*Stated goal A*
Do statements (i), (ii) and (iii) agree with the tackle thread? For each, answer yes or no and quote the deciding words. (i) The thread is meant for showing off reels. (ii) The mono leader is 30' of 400lb mono. (iii) The weight rides on a snap swivel that slides on the mono leader.
*Stated goal B*
Restate the passage of the tackle thread starting at "# Post up your" and ending at "use that technique.", replacing "technique" with "method".

*Source text*

———

# Post up your tackle/rigs



## Justin618 (Aug 18, 2013)

There seems to be a lot of new and curious surf/sharkers coming around. With the fishing hopefully picking up in the next few weeks I'd thought this would be a good time to post your rigs. Most of you know what reels I run and no, this is not a reason to show them off.

This thread is for us to show our tackle and gain knowledge or advice. 

Post the species you're targeting, a pic if possible of tackle, and a description. This will allow us to help each other out and maybe learn a few things from each other. Some guys use this technique while others use that technique. 

I'll post up mine shortly. Try and break it down for everyone. I will post my mono size, crimps size, leaders, hook, swivels etc. This will keep people from asking questions and possibly never finding out the answer.


----------



## Justin618 (Aug 18, 2013)

Ok here is what I personally run

Reels- shimano tiagra 130s
line- (1) 1000 yards of 130lb momoi (2) 800+ yards of 250lb braid and 500 yards of 130lb momoi.
rods-(1) shimano tallus 130 class. (2) half hitch custom 80 class

my rigs-
Mono leader

30' of 400lb mono. On main line end I have a swivel with Flemish knot and double crimped (2.3). I have a smaller snap swivel (any size works) that slides on mono leader for my weight. At the end of mono leader I have a snap swivel Flemished knot and again double crimped with 2.3.

———

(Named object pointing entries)
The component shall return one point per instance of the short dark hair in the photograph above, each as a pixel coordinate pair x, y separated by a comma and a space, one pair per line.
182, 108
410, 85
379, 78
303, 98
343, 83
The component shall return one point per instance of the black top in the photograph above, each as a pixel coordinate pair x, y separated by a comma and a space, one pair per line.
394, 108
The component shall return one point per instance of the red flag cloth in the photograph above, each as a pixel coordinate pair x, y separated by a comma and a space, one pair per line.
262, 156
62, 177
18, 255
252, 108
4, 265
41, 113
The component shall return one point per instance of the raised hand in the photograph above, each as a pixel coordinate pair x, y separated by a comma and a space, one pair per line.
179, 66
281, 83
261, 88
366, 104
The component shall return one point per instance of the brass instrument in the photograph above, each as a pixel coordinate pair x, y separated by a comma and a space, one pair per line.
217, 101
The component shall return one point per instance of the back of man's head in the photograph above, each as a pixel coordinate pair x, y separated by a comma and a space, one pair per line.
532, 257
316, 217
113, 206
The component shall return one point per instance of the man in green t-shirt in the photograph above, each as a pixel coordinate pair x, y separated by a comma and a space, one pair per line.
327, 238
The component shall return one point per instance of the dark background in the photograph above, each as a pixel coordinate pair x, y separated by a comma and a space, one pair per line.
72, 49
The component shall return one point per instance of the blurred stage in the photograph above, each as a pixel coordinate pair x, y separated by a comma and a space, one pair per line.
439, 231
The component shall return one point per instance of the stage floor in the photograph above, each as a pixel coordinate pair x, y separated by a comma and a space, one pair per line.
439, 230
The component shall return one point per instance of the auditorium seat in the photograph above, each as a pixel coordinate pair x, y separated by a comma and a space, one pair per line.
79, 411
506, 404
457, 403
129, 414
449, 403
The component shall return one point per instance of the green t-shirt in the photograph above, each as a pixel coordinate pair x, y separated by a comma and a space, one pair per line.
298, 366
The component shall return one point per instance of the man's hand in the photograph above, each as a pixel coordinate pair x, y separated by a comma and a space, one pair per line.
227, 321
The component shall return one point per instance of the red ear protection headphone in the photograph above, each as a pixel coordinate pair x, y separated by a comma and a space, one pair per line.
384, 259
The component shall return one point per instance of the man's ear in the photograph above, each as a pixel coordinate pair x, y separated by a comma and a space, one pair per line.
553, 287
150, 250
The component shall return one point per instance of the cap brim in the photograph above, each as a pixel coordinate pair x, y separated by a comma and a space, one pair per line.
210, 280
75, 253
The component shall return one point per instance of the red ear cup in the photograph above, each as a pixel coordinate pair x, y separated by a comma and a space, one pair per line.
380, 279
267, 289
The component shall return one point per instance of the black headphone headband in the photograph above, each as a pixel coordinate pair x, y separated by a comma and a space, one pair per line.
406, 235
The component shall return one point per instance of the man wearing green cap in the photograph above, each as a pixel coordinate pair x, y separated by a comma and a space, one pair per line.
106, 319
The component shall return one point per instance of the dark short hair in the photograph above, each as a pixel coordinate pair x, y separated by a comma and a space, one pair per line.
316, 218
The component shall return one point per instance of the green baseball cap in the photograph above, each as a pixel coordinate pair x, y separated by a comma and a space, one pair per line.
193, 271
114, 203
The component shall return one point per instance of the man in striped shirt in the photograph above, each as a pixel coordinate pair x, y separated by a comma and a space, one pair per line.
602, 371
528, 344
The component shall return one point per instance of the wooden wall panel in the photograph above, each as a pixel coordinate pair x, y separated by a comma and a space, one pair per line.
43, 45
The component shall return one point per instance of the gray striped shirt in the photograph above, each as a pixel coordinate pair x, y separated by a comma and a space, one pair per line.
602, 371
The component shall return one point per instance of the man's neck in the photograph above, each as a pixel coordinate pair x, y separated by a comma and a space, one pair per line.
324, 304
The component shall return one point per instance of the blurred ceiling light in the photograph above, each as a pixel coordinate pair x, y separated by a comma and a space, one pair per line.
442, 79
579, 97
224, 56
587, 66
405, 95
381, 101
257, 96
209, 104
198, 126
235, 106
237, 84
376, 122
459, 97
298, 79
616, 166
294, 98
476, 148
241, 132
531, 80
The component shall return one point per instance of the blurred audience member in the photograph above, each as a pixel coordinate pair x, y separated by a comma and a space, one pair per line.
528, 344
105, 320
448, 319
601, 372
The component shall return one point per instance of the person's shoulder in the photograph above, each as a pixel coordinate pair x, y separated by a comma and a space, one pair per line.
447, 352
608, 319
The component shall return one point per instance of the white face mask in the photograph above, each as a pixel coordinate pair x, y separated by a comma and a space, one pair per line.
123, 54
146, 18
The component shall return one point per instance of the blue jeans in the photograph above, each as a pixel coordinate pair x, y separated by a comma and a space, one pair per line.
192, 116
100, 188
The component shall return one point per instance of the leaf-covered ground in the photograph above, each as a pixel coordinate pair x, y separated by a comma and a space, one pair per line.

———

*Worked answer A*
(i) No: "Most of you know what reels I run and no, this is not a reason to show them off."
(ii) Yes: "30' of 400lb mono."
(iii) Yes: "I have a smaller snap swivel (any size works) that slides on mono leader for my weight."

*Worked answer B*
# Post up your tackle/rigs



## Justin618 (Aug 18, 2013)

There seems to be a lot of new and curious surf/sharkers coming around. With the fishing hopefully picking up in the next few weeks I'd thought this would be a good time to post your rigs. Most of you know what reels I run and no, this is not a reason to show them off.

This thread is for us to show our tackle and gain knowledge or advice. 

Post the species you're targeting, a pic if possible of tackle, and a description. This will allow us to help each other out and maybe learn a few things from each other. Some guys use this method while others use that method.